ENUNCIADO:
Localize na listagem abaixo cada linha que contenha a palavra "with" e copie essas linhas. Diferencie maiúsculas de minúsculas.

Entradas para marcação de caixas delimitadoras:
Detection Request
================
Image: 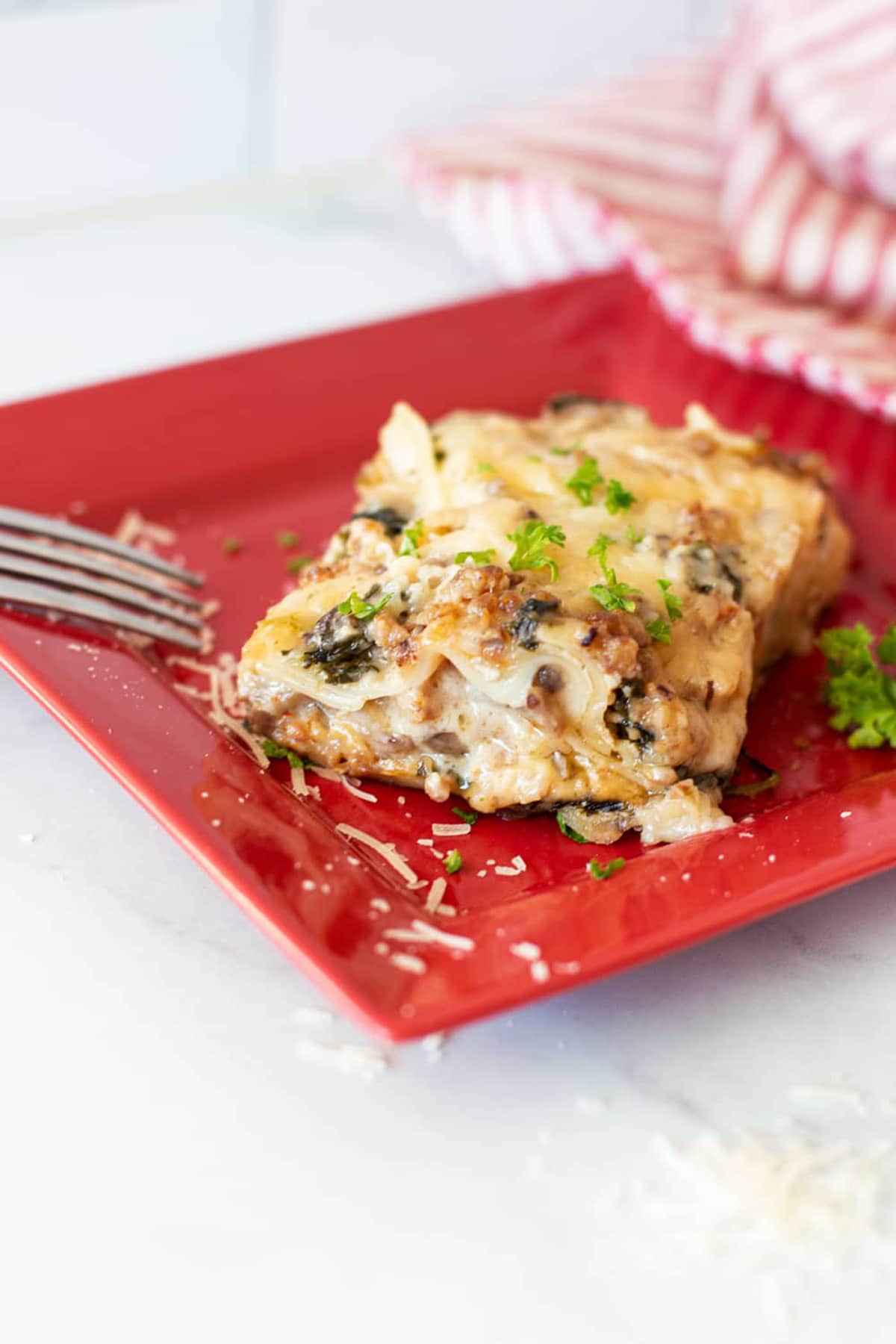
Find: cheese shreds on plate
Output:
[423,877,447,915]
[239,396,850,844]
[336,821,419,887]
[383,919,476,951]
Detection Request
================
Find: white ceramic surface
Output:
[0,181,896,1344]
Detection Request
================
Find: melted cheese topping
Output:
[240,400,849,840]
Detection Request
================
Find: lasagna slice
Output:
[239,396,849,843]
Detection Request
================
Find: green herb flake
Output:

...

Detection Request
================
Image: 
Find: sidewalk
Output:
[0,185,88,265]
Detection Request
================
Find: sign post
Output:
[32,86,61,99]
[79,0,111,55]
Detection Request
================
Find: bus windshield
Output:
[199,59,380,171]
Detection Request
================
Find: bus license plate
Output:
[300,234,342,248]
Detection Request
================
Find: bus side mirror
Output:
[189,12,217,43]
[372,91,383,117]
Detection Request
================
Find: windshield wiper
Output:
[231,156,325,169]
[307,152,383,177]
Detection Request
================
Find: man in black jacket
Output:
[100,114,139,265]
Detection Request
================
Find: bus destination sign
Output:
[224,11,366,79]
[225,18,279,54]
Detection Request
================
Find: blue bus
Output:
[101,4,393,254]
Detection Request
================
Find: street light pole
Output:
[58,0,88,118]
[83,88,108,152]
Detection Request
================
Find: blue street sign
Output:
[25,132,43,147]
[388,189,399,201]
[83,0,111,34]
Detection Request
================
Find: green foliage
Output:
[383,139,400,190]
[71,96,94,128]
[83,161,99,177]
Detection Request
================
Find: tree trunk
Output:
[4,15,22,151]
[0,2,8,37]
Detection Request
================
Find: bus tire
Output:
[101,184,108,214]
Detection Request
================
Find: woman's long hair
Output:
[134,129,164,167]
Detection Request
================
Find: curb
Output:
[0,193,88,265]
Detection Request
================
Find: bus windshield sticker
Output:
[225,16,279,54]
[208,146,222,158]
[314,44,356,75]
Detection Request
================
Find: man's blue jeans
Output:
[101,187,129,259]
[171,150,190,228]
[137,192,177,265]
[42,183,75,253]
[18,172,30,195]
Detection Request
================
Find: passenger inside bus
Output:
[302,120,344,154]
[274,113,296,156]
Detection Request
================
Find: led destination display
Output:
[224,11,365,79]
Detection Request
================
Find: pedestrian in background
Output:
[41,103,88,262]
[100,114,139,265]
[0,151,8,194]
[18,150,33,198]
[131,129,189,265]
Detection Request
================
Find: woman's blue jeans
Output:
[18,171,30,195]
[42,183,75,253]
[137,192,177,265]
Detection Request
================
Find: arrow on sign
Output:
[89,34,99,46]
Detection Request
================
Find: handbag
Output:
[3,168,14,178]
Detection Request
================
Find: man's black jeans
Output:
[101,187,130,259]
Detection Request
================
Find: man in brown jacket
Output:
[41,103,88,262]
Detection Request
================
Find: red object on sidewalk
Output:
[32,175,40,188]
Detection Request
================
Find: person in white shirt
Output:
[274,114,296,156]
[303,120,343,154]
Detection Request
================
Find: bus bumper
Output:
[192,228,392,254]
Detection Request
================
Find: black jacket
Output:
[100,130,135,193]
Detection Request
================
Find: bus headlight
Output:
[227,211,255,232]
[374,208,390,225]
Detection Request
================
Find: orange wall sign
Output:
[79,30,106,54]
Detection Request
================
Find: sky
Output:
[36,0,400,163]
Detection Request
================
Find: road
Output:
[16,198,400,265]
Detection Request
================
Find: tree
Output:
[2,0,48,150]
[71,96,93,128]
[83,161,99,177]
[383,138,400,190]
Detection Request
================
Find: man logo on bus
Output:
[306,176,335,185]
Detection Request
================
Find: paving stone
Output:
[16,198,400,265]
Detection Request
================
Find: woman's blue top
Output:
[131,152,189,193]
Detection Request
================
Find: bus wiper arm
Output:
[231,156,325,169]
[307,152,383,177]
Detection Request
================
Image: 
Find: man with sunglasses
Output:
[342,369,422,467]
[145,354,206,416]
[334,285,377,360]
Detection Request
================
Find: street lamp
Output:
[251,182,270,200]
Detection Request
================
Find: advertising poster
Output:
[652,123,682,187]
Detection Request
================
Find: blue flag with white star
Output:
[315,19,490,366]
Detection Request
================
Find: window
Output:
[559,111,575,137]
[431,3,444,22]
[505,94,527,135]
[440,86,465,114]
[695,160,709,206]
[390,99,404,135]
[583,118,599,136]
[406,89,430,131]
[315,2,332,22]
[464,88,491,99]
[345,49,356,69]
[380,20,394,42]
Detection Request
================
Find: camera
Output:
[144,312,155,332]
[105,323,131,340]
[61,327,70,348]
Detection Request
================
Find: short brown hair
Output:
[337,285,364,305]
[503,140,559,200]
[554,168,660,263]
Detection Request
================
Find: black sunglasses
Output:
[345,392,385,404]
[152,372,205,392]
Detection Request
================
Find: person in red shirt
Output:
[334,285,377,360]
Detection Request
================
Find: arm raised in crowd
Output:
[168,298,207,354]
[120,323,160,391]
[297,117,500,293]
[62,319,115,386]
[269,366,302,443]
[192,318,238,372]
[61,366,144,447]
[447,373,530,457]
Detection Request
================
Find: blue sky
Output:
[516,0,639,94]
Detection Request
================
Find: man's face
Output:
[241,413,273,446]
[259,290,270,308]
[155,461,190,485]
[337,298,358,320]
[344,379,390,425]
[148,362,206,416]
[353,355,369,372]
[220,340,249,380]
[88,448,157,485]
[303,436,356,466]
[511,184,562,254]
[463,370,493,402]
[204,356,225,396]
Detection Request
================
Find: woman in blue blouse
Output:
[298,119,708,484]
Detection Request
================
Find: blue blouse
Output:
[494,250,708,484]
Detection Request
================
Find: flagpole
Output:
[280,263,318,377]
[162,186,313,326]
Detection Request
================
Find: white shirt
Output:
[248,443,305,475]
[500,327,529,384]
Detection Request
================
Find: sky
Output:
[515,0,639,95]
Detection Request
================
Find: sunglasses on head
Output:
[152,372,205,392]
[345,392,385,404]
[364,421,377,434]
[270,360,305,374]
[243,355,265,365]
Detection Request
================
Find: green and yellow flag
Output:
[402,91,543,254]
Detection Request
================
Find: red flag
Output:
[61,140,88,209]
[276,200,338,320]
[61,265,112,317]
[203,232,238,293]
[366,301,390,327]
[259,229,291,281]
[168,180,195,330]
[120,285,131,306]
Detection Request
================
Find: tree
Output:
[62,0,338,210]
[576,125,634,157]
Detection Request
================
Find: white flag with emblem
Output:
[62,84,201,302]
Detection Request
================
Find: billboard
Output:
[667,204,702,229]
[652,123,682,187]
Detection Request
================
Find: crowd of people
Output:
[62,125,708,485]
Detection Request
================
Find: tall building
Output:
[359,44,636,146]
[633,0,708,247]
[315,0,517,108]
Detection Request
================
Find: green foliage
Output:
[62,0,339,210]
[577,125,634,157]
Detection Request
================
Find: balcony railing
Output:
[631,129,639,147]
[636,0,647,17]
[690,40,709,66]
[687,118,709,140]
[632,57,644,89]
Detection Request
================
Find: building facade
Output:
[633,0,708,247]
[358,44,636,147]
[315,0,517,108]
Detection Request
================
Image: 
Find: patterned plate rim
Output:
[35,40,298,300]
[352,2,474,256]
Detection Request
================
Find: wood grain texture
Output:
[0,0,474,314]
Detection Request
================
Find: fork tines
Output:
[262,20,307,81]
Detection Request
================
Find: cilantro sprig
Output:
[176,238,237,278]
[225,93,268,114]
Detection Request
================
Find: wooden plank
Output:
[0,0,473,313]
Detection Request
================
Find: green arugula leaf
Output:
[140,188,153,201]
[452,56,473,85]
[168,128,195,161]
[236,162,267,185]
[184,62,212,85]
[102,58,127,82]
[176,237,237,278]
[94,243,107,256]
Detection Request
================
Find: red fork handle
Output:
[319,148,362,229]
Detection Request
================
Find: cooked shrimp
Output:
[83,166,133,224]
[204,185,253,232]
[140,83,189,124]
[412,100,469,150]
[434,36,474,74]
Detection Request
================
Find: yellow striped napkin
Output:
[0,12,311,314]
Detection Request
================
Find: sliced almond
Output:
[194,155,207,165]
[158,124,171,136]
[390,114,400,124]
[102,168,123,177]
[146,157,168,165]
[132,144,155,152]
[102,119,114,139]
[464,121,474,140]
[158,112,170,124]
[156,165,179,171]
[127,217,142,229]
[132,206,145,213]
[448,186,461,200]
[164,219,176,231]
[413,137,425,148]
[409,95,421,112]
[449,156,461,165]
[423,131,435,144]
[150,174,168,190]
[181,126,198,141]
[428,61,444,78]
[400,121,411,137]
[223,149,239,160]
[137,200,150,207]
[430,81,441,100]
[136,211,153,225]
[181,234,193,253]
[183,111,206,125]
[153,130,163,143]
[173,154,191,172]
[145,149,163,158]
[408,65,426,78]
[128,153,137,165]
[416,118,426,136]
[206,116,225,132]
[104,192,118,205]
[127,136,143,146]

RESPOSTA DO EXERCÍCIO:
Find: man with sunglasses
Find: blue flag with white star
Find: white flag with emblem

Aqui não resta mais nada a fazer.